DIRECTION: Rescale the stretch from the line containing "If you could indicate the brown" through the line containing "point(309, 95)", both included. Reproduce every line of it, requests too, but multiply each coordinate in the answers by 2.3 and round to whole numbers with halves rounded up, leaving the coordinates in the requests unchanged.

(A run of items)
--*--

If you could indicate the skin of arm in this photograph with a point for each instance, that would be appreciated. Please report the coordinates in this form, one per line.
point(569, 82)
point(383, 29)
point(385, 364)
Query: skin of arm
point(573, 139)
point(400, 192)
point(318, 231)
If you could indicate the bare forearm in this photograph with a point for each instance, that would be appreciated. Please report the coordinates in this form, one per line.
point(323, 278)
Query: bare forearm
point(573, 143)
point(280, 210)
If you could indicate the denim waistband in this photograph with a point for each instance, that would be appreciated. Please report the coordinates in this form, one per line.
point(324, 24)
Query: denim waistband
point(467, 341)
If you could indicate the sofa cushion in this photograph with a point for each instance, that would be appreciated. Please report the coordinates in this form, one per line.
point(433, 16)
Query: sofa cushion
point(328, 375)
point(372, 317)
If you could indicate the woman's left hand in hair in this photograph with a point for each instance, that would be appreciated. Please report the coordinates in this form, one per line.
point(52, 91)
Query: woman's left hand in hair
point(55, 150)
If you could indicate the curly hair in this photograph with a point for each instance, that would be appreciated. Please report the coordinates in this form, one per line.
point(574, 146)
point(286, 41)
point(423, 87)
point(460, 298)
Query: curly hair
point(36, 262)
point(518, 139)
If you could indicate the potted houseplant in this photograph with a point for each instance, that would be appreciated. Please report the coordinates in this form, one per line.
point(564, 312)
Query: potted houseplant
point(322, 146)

--*--

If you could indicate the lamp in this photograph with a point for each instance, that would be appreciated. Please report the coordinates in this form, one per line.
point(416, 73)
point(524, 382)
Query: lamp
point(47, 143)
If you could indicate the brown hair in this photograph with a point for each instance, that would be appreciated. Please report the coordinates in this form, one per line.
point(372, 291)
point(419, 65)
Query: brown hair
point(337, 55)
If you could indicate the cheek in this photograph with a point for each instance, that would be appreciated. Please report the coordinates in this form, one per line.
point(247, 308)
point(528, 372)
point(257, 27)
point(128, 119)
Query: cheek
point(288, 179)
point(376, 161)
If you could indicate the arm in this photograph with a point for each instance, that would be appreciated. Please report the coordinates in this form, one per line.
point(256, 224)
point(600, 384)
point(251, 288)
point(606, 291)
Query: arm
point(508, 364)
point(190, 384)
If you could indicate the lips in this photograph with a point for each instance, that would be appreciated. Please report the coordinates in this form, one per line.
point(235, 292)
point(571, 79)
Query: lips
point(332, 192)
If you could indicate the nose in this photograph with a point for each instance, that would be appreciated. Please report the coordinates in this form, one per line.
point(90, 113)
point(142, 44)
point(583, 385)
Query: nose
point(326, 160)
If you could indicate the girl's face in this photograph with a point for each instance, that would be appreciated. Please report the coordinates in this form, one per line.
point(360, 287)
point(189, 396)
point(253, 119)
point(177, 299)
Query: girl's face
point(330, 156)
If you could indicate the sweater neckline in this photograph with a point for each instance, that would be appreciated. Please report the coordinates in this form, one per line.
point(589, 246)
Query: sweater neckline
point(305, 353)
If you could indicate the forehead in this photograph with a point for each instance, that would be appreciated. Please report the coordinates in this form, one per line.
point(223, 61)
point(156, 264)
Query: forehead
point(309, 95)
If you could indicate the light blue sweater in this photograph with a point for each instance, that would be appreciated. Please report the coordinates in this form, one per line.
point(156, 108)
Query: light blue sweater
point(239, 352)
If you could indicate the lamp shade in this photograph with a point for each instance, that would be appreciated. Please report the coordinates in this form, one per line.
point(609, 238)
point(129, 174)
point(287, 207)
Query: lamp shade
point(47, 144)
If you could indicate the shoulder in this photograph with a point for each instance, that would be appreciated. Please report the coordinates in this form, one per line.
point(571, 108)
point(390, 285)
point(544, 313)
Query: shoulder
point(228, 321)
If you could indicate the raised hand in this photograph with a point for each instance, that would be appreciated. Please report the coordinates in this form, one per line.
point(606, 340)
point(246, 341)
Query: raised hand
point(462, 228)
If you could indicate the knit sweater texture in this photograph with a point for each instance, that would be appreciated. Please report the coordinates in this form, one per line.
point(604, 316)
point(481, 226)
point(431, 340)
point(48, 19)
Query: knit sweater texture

--*--

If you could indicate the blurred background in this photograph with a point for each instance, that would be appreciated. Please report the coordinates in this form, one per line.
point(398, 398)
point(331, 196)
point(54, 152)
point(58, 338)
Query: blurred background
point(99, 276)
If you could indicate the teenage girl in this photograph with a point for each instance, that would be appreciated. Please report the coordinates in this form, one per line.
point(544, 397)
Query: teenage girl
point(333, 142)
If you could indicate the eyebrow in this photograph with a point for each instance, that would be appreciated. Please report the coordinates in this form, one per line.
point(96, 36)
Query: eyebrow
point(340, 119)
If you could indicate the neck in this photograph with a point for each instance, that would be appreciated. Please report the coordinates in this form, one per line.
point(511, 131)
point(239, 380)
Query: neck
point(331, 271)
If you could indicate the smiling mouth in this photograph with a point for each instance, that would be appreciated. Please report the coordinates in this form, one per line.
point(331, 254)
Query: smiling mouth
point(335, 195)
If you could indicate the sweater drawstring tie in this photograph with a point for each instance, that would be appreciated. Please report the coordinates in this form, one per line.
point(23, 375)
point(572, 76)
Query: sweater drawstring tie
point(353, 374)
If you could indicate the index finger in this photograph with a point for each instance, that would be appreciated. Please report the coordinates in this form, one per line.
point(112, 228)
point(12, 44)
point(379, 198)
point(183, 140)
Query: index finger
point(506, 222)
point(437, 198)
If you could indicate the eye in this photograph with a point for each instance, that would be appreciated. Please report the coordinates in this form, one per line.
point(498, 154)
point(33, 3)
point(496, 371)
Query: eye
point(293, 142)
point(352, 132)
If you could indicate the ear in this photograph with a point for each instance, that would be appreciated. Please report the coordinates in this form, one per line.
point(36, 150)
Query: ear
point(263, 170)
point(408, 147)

--*--

OUTPUT BELOW:
If you could indicate the brown hair in this photograph with a point for each instance, that would be appreciated. Please report the coordinates in this form, one per line.
point(372, 291)
point(419, 65)
Query: brown hair
point(775, 127)
If you could indicate the cheek in this photograph with a point for each instance, that would be appreciated. Please report the coordinates in this form, one per line.
point(247, 308)
point(528, 372)
point(257, 27)
point(128, 119)
Query: cheek
point(662, 412)
point(865, 370)
If you could indicate the arm in this photograph with a point for each instance, that would be appreciated. Please report the coordinates in this form, one per line.
point(256, 224)
point(600, 384)
point(251, 288)
point(606, 291)
Query: arm
point(1168, 837)
point(437, 883)
If you could indicate the lips in this photograph with a point for each instance, that would be appreciated. Please report the coordinates in this form, one per line.
point(235, 292)
point(571, 79)
Query: lips
point(764, 442)
If you could indicate the nose in this photograph with a point for each instance, that would be appreciated. Please report the coordinates in this form, one per line.
point(90, 113)
point(142, 44)
point(583, 385)
Query: nose
point(750, 368)
If you could indicate the girl's face in this photograph with a point for each instance, that would be appreciated. Please report the coordinates in this form, one per line.
point(360, 287)
point(189, 396)
point(253, 119)
point(177, 299)
Query: girl's face
point(759, 359)
If you could indicate the sweater neckline in this photograph with a point for each instance, that would be appreciated. Please report the coordinates in this form, one per line.
point(589, 246)
Query: sweater neckline
point(702, 812)
If you could indicate the forehead in this photograph with a point for each instance, that would be appreciated. Please report the coordinates in this form, one per line.
point(223, 61)
point(156, 264)
Query: forehead
point(711, 219)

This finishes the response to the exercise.